**SOURCE DOCUMENT**
┌──

Both approaches raise compelling biological questions: Do all species emit similar signals? Can stress be detected before visual symptoms appear? Could this represent a form of plant communication—or even a primitive nervous system? This experiment turns abstract scientific headlines into something students can test for themselves, blending electronics, acoustics, and plant physiology into a truly interdisciplinary exploration.
Animal Behavior & Bioacoustics
Cameras and Creatures: Observing Animal Motion and Behavior (BIO-33)
Sensors Used: Camera
What’s Measured: Animal movement, foraging behavior, response to stimuli
Description
Animal behavior is biology in motion—subtle, dynamic, and full of meaning. With just a smartphone camera, students can explore the ways creatures move, respond, and interact with their surroundings. This experiment invites observation of everything from the winding path of an ant to the eager reactions of a household pet. Whether in a controlled setting or a natural environment, students can record video footage of animals as they forage, explore, or respond to changes. By using basic video analysis tools, they can measure speed, track movement patterns, and even construct simple maps of foraging paths or obstacle navigation.**
To explore behavioral responses more deeply, students might introduce a stimulus such as food or light at varying distances or angles, then observe how the animal alters its approach. Does it choose the shortest path? Hesitate in low light? These everyday observations become entry points into the study of ethology and sensory biology, raising questions about perception, decision-making, and adaptation. With nothing more than a phone and patience, the rich language of animal behavior becomes visible, measurable, and full of insight.
Echoes of the Wild: Analyzing Birdsong and Insect Calls (BIO-34)

└──

**ACTIVITY LIST**
1. Under "What’s Measured," the biology experiments excerpt names what BIO-33 measures. Give every item listed there.
2. Answer these from the biology experiments excerpt:
(a) Which sensor does BIO-33 use?
(b) What three fields does the opening paragraph say the experiment blends?
(c) What two stimuli might students introduce to explore behavioral responses?
3. Continue the biology experiments excerpt, starting after its final line.
The listing has no role in any of this work.

**Saved entries**

┌──

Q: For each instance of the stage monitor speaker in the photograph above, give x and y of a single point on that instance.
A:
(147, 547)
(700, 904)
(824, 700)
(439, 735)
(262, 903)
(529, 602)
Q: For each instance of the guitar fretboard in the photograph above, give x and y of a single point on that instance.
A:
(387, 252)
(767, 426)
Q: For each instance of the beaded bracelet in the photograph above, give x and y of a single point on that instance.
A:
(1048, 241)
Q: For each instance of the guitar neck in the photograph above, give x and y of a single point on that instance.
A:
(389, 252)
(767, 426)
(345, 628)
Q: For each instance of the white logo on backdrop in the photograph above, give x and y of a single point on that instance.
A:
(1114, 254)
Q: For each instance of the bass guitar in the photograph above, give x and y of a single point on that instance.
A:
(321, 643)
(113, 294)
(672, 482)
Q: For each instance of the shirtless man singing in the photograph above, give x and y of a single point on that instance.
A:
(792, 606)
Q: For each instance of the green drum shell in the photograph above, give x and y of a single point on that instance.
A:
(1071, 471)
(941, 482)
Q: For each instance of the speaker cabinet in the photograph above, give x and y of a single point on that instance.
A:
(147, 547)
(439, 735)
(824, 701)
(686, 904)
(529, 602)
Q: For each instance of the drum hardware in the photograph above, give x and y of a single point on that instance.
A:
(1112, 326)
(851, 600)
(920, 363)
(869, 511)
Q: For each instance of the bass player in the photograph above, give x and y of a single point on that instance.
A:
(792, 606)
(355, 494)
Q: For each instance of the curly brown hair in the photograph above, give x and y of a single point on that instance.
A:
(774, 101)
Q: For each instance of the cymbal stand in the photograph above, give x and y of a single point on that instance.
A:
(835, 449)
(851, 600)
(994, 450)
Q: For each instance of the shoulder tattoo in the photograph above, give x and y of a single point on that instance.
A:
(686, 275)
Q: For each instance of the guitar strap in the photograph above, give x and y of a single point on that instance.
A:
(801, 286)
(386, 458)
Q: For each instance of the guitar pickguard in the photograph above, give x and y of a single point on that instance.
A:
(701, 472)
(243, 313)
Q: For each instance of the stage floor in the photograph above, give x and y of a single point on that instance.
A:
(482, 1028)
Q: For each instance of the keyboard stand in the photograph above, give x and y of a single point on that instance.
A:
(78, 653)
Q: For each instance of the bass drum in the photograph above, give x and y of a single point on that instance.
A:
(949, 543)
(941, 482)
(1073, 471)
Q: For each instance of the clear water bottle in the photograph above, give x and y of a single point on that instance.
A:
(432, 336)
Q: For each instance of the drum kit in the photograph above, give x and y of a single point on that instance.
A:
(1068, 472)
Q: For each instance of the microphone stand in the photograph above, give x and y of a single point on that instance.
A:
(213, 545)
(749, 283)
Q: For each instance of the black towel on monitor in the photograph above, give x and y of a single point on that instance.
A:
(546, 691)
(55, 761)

└──

**PER-TASK ANSWERS**
1. Animal movement, foraging behavior, response to stimuli

2.
(a) Camera
(b) Electronics, acoustics, and plant physiology
(c) Food or light

3.
Sensors Used: Microphone
What’s Measured: Frequency patterns, species-specific calls, bioacoustic variation
Description
Nature hums with hidden messages—trills, chirps, croaks, and clicks that fill the air with meaning. This experiment brings students into the world of bioacoustics, where sound becomes a language to study and decode. With just a smartphone and a sound analysis app, students can record the calls of birds at dawn, crickets at dusk, or frogs along a pond’s edge. These recordings, once loaded into a spectrogram or FFT visualization tool, reveal intricate frequency patterns, rhythms, and structures that often differ between species—and sometimes even between individuals.**
By comparing recordings made at different times of day, in various weather conditions, or in quiet versus noisy environments, students can observe how animal communication shifts in response to ecological and social pressures. Beyond appreciating the beauty of birdsong, this experiment dives into the science of how animals use sound for territory defense, mating, alarm, and navigation. It’s a gentle but powerful entry into wildlife monitoring, acoustic ecology, and the universal importance of voice in the natural world.